▶ [PASSAGE SHOWN]:
○ ○ ○ ○
Posts Tagged ‘Financial Crisis’
The Barbeque Nazi, credit card declines and other stories from a depressed country. October 15th, 2008
Haslet, Texas.
Around here, they call Lee the Barbeque Nazi. He is Haslet’s version of the ‘Soup Nazi’, the cult Seinfeld character who had (the best) soup stall in New York, and also grabbed bowls back from paying customers barking ‘No soup for you!’ because they didn’t follow the house rules while ordering. Rule 1, was that you do not protest any of the soup vendors actions–your job is to pay, receive your soup exactly as it is served, eat, and get out. Deviant behaviour had a terrible consequence: denial of soup.
That man–and there is real man, Al Yeganeh–shut his place in midtown Manhattan in 2005, hoping to open a soup stall chain. But Lee has no such plans. Also, he doesn’t say ‘No barbeque for you!’ to his patrons.
On the other hand, no one who comes into Lee’s seems to fall foul of the unspoken laws that have been laid down. It seems like the house rules get magically hardwired into the brains of customers. So he hasn’t been tested…
He is 6′5″, 250 pounds and supremely confident that anyone who comes in is there because they desperately seek his hickory smoked meat. He is not far off: give it a shot, but you will not get a better meal for $10 anywhere in Texas. That is why his customers stand in orderly queues watching him slice meat, dice potatoes and pour sauce for those ahead of them. He works alone and does not multi-task: it’s one order at a time. When, and only when, he gives you a nod and makes eye contact, is it time for you to swallow the juices playing high-tide low-tide inside your mouth and place your order, coherently. And then you wait.
○ ○ ○ ○
▶ [PROVIDED RECORDS]:
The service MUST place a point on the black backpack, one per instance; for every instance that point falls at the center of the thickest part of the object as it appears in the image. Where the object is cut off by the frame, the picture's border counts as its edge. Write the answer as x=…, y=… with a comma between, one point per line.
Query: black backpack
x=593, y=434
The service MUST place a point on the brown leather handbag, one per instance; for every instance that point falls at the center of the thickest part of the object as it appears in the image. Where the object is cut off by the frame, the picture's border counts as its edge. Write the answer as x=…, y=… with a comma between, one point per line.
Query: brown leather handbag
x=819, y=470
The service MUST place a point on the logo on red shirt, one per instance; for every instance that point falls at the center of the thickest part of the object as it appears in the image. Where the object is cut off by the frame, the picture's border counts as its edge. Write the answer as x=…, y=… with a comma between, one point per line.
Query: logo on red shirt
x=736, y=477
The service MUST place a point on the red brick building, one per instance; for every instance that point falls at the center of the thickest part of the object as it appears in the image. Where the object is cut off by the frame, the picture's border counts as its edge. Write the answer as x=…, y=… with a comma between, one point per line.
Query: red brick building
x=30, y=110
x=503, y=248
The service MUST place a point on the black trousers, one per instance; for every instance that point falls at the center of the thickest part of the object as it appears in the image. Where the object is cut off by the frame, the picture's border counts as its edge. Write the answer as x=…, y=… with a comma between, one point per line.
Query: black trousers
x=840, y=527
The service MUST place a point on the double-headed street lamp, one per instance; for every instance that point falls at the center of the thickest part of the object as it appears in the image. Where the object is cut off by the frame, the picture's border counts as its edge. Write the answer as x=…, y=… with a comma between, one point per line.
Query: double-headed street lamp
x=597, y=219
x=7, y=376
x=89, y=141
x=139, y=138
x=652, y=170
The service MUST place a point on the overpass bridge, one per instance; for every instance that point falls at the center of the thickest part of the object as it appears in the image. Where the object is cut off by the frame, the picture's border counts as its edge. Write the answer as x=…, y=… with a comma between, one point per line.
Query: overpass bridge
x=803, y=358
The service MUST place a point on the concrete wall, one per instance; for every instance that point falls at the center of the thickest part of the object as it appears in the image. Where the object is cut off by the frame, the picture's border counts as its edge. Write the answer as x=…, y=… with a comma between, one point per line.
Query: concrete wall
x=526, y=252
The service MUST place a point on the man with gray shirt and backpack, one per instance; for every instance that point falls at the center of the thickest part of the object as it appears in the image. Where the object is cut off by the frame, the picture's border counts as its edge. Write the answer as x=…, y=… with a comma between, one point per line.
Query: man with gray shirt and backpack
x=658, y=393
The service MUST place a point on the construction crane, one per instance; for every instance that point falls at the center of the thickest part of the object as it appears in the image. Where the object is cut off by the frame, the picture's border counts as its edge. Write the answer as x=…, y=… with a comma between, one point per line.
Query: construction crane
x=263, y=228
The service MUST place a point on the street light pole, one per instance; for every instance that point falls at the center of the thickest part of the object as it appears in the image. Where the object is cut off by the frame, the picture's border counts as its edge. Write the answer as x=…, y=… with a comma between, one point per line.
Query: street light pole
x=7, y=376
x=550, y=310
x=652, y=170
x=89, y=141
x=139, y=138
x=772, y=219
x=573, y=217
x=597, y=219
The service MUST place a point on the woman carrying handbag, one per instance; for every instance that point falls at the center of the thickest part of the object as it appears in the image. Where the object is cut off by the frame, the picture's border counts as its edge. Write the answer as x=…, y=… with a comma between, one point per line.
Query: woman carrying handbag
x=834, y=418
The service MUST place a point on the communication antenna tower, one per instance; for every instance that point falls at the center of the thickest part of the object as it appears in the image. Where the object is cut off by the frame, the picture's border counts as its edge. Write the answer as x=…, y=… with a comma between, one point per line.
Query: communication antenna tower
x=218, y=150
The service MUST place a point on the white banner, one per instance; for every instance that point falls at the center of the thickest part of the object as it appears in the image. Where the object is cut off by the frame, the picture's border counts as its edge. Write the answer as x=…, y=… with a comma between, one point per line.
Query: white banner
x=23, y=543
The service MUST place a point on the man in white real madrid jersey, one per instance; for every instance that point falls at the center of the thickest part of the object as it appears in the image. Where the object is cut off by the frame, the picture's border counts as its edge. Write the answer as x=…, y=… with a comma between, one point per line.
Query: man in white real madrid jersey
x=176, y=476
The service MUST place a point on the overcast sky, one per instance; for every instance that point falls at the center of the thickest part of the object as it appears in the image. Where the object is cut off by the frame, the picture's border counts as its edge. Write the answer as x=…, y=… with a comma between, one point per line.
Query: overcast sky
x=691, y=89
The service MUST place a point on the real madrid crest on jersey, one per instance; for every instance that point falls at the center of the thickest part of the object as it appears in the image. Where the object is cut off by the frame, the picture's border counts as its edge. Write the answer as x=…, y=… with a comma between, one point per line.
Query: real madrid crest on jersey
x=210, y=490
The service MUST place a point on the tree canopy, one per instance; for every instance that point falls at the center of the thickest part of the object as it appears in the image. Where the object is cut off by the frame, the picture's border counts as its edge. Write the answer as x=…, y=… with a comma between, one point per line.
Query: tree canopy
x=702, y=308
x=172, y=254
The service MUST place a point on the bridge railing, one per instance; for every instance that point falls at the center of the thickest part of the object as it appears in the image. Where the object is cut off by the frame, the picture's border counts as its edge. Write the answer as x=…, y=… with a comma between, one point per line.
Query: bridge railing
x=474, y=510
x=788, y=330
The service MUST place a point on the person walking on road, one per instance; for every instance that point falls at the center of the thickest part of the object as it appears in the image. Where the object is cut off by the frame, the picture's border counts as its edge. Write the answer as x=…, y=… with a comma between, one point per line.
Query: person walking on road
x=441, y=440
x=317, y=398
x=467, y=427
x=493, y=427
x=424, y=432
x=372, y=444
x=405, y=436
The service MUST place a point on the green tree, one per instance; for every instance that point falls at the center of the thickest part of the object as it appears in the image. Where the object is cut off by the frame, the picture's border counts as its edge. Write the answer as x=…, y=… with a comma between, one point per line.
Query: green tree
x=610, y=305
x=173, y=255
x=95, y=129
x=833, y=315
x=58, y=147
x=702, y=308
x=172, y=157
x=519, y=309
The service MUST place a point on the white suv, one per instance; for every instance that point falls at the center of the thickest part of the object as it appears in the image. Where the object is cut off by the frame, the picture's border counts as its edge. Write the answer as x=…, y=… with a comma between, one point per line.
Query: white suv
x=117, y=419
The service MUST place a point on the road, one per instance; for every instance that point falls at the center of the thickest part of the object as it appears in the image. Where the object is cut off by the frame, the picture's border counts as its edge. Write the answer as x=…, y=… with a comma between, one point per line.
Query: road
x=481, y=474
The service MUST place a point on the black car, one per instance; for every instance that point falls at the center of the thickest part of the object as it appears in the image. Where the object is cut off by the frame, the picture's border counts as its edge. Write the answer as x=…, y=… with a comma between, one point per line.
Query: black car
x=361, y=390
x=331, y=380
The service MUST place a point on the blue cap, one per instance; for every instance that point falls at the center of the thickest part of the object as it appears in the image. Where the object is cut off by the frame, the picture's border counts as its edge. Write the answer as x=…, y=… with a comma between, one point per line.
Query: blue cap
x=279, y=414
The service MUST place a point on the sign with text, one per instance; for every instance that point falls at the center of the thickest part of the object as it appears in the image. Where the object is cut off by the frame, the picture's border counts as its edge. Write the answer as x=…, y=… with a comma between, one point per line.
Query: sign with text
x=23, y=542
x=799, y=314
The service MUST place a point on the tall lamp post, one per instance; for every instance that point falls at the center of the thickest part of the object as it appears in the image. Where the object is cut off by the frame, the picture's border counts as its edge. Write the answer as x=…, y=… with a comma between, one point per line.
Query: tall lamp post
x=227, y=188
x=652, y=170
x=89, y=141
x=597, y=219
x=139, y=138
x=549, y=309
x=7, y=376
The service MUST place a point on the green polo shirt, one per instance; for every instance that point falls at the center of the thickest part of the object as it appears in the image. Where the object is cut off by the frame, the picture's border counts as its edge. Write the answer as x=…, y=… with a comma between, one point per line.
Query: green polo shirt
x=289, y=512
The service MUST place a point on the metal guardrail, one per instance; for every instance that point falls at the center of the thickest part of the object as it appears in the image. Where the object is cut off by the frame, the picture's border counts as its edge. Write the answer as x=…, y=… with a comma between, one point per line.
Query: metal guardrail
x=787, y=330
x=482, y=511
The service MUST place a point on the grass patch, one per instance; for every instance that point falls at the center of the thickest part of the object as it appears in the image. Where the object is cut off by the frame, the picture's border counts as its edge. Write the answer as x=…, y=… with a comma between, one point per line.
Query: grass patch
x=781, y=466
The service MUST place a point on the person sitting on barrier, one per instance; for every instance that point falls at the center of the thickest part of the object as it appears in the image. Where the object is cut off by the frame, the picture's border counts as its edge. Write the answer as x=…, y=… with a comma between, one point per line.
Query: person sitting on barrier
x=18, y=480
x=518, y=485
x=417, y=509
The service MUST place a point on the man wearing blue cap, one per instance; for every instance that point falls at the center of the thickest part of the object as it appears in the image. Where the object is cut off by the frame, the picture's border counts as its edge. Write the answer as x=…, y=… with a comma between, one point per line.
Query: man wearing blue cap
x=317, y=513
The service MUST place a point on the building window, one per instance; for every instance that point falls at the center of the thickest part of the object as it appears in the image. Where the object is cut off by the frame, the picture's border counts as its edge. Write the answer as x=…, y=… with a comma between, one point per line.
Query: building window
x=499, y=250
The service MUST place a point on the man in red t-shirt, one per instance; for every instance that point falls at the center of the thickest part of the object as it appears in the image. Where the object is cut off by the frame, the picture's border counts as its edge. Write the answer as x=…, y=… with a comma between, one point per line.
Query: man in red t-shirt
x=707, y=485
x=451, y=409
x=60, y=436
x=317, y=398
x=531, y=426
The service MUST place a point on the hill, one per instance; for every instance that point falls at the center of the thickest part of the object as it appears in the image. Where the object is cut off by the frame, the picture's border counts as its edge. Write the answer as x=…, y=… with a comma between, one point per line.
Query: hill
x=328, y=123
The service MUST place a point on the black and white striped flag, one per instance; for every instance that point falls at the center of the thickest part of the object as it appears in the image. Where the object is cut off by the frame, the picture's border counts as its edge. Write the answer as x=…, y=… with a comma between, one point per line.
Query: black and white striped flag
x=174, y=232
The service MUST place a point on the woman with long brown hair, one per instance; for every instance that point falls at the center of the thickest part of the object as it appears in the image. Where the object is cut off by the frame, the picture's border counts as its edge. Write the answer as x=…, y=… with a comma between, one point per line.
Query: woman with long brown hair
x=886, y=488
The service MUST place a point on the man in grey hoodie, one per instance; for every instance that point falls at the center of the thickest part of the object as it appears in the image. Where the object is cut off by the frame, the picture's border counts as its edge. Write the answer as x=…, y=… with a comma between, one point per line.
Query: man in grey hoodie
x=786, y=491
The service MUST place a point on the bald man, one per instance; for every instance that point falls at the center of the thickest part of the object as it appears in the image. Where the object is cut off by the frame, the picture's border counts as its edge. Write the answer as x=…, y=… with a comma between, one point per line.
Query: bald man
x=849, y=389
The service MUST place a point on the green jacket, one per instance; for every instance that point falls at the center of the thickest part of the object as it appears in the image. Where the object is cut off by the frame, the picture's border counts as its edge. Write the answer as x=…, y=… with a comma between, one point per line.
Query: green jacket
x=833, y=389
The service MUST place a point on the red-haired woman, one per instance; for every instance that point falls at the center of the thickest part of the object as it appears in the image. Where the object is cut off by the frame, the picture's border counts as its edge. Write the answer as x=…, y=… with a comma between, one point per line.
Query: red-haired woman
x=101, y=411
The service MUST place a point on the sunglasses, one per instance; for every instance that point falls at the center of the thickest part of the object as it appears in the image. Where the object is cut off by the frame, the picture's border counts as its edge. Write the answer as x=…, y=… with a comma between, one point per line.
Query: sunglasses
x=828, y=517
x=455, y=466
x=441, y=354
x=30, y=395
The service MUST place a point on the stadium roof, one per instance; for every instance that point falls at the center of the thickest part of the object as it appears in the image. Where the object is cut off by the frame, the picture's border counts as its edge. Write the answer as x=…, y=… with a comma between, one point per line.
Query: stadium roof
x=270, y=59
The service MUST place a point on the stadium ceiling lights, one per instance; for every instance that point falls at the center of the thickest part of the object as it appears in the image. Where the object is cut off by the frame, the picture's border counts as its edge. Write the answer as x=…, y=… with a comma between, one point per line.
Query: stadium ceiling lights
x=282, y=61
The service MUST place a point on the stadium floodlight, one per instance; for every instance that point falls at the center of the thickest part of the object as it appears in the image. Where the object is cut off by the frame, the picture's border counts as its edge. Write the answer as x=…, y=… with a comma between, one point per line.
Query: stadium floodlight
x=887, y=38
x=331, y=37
○ ○ ○ ○
▶ [WHAT IS BEING ASKED]:
Print the section of the Haslet barbecue post starting with "Around here, they" and going on through "to his patrons.", copied word for word.

▶ [SOLUTION TO THE PROBLEM]:
Around here, they call Lee the Barbeque Nazi. He is Haslet’s version of the ‘Soup Nazi’, the cult Seinfeld character who had (the best) soup stall in New York, and also grabbed bowls back from paying customers barking ‘No soup for you!’ because they didn’t follow the house rules while ordering. Rule 1, was that you do not protest any of the soup vendors actions–your job is to pay, receive your soup exactly as it is served, eat, and get out. Deviant behaviour had a terrible consequence: denial of soup.
That man–and there is real man, Al Yeganeh–shut his place in midtown Manhattan in 2005, hoping to open a soup stall chain. But Lee has no such plans. Also, he doesn’t say ‘No barbeque for you!’ to his patrons.